AUSZUG
= = = = = = =

Sehr geehrte Frau Schott,

haben Sie vielen Dank für Ihre E-Mail vor dem Hintergrund eines möglichen Dritten Anpassungsprogrammes für Griechenland. Gerne nehme ich im Folgenden zu Ihren Fragen Stellung.

Am vergangenen Freitag hat der Deutsche Bundestag der Bundesregierung mit großer Mehrheit das Mandat erteilt, ernsthafte Verhandlungen über ein 3. Anpassungsprogramm für Griechenland aufzunehmen. Auch ich habe am Freitag diesem Mandat zugestimmt. Dies bedeutet nicht, dass ich einem dritten Hilfsprogramm zugestimmt habe. Zunächst gilt es die Verhandlungen und die konkreten Ergebnisse des Verhandlungsprozesses abzuwarten. Erst dann kann ich entscheiden, ob ich ein solches Programm für vertretbar halte.

= = = = = = =

DATENSATZ

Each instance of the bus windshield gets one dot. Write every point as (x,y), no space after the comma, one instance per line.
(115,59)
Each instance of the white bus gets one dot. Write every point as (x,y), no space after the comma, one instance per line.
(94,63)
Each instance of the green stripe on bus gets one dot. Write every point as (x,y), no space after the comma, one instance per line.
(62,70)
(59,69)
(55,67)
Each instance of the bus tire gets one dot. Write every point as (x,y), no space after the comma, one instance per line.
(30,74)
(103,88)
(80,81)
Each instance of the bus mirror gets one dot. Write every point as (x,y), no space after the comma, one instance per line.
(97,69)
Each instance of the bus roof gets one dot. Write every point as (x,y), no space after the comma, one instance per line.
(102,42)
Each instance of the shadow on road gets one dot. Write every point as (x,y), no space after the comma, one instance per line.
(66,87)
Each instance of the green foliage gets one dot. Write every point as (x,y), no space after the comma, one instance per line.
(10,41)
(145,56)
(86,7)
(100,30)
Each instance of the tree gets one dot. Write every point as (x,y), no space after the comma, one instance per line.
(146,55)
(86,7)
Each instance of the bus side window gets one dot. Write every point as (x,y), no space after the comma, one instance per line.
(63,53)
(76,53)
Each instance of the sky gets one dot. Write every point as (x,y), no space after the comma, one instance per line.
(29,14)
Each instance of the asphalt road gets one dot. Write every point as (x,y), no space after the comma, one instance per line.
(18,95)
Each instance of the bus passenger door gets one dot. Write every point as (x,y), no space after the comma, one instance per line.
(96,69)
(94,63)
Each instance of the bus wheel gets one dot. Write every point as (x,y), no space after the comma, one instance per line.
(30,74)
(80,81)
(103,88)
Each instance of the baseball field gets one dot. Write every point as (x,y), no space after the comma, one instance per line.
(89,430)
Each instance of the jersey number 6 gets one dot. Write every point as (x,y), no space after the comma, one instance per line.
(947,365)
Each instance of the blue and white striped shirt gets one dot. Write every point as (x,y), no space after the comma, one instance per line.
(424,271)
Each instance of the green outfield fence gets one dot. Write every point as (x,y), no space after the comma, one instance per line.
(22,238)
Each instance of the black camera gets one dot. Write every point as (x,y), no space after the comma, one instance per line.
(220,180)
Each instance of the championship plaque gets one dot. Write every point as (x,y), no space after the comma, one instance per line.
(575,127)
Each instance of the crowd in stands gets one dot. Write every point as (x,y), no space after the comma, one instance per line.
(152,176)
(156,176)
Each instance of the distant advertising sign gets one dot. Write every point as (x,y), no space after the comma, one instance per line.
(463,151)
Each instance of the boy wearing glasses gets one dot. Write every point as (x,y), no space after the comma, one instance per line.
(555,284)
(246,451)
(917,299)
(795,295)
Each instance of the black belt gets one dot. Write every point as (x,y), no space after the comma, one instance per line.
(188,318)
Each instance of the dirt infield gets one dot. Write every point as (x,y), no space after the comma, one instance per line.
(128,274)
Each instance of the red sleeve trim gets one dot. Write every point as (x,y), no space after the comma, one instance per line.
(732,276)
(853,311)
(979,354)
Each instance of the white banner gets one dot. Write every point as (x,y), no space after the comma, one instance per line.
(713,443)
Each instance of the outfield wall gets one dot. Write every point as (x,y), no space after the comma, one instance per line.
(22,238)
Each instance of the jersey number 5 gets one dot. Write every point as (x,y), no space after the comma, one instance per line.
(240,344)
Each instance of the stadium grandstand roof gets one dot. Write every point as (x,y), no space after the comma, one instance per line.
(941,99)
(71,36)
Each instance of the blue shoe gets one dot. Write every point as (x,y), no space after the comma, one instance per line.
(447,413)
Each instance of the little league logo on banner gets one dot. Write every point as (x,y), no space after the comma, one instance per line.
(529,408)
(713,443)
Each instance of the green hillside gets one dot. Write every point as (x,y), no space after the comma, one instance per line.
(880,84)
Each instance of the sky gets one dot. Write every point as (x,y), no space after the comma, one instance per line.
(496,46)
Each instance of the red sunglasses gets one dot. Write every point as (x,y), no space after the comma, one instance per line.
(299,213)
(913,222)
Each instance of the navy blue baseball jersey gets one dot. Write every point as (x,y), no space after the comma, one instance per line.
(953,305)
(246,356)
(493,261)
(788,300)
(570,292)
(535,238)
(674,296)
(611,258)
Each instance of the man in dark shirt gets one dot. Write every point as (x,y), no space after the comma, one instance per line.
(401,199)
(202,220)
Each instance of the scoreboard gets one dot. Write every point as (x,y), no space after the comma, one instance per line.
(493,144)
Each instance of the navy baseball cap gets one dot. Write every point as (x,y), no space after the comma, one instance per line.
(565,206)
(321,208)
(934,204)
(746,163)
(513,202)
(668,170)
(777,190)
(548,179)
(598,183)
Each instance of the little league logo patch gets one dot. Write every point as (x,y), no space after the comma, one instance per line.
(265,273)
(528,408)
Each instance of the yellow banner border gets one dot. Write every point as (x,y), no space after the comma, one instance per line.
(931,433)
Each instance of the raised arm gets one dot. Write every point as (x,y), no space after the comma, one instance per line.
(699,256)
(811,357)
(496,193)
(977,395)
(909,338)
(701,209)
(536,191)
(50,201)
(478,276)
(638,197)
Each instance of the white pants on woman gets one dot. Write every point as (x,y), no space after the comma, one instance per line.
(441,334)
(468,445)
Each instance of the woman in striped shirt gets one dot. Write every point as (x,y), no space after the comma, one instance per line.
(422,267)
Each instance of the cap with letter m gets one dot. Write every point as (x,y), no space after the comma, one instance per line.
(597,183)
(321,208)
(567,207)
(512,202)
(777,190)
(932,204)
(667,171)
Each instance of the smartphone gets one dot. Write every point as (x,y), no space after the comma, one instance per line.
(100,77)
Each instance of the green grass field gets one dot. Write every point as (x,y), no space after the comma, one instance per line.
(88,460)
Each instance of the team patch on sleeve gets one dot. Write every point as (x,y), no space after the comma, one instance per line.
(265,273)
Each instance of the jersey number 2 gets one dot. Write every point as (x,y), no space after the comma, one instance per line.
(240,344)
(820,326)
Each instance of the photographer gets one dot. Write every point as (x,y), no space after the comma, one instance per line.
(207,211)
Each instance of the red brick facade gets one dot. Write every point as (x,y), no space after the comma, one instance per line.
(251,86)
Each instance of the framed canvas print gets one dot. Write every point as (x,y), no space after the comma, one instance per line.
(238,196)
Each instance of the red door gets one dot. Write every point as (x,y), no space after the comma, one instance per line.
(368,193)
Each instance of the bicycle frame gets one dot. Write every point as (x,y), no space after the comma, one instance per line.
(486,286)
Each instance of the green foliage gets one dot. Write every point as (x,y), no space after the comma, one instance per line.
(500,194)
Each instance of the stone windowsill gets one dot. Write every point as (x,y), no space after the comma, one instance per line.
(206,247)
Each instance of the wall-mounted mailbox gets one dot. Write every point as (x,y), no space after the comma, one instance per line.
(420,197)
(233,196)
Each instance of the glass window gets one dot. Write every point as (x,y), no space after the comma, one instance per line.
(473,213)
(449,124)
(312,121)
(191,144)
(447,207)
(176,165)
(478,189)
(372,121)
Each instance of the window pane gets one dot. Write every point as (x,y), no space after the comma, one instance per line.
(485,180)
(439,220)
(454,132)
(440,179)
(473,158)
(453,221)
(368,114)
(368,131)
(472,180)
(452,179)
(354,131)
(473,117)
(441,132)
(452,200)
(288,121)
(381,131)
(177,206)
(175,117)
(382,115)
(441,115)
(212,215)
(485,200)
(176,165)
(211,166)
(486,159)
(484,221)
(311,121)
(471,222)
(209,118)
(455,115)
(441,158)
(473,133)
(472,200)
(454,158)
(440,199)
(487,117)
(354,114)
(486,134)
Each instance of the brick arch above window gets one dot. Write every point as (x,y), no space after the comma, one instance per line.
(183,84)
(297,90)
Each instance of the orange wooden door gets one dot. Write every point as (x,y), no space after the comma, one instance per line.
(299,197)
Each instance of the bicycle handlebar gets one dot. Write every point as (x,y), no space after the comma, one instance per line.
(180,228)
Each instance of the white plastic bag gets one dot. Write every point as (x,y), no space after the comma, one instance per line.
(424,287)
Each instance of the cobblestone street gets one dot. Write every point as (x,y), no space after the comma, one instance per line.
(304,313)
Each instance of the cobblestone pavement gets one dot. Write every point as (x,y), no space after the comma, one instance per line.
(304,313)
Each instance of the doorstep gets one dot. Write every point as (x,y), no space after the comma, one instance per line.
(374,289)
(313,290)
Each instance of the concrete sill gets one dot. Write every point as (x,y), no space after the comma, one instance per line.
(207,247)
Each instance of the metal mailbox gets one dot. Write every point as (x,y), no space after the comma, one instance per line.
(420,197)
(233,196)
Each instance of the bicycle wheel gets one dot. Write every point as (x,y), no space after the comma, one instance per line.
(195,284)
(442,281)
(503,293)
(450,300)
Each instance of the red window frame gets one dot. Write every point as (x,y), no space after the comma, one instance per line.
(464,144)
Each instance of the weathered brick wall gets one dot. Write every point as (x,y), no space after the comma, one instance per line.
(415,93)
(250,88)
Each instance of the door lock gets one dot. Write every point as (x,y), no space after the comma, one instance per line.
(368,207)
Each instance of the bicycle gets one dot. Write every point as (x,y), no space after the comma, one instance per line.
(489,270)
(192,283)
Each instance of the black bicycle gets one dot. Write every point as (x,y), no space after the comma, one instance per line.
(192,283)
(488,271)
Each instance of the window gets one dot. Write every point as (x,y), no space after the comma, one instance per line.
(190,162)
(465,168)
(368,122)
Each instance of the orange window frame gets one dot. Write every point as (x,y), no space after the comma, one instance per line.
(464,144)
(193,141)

= = = = = = =

SCHRIFTLICHE AUFGABE
Schreib alle Wörter aus dem Auszug heraus, in denen die Buchstabenfolge „programm“ vorkommt, egal ob groß oder klein geschrieben. Halte dich dabei an die Reihenfolge im Text.

DEINE ANTWORT
Anpassungsprogrammes, Anpassungsprogramm, Hilfsprogramm, Programm